• EXCERPT:
+===+
DumpCleaner

DumpCleaner is a tool that can randomize or anonymize your database dumps. Currently, it works with the MySQL Shell Dump format (other formats may be added later).

Even though we use DumpCleaner in our production setup, this project still beta quality and may experience breaking changes.

Why?

The main purpose of this tool is to provide a safe way to work with production data during development. Often, production databases can easily fit into the developers’ computers and if they don’t, the database tools usually provide a way to dump a subset of the data (and leave the audit logs behind, for example).

We believe that working with production data has several benefits over developing against a near-empty and/or a completely made-up data set:

  • The volume of data in various tables reflects the production volume. This helps uncover slow queries, missing indices, or unoptimized data retrieval patterns much earlier in the development loop.
+===+
• STORED RECORDS:
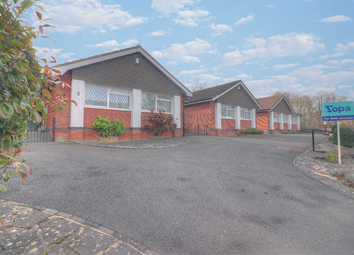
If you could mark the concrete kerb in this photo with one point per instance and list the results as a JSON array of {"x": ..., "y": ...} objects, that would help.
[
  {"x": 85, "y": 223},
  {"x": 308, "y": 171}
]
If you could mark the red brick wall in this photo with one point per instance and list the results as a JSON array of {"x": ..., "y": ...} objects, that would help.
[
  {"x": 262, "y": 120},
  {"x": 227, "y": 124},
  {"x": 245, "y": 124},
  {"x": 202, "y": 114}
]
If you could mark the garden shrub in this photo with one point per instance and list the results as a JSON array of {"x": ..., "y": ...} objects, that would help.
[
  {"x": 349, "y": 177},
  {"x": 159, "y": 122},
  {"x": 105, "y": 128},
  {"x": 332, "y": 158},
  {"x": 336, "y": 171},
  {"x": 345, "y": 140}
]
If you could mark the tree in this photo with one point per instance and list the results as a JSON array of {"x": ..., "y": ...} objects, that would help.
[
  {"x": 198, "y": 85},
  {"x": 25, "y": 85}
]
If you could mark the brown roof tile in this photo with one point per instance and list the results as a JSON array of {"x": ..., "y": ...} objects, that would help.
[{"x": 268, "y": 102}]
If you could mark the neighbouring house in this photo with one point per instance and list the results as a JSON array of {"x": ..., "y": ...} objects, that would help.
[
  {"x": 277, "y": 115},
  {"x": 221, "y": 110},
  {"x": 124, "y": 85}
]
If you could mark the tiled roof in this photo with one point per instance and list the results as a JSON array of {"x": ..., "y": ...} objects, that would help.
[
  {"x": 97, "y": 56},
  {"x": 118, "y": 51},
  {"x": 268, "y": 102},
  {"x": 209, "y": 93}
]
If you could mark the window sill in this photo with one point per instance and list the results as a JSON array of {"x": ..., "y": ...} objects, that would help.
+===+
For each statement below, answer yes or no according to the DumpCleaner text, and quote the words from it that settle the answer. (a) DumpCleaner currently works with the MySQL Shell Dump format. (b) The text says production databases never fit on developers' computers. (c) According to the text, data volume that matches production helps reveal slow queries earlier in development.

• RESULT FOR THIS EXERCISE:
(a) Yes: "Currently, it works with the MySQL Shell Dump format"
(b) No: "Often, production databases can easily fit into the developers’ computers"
(c) Yes: "This helps uncover slow queries, missing indices, or unoptimized data retrieval patterns much earlier in the development loop."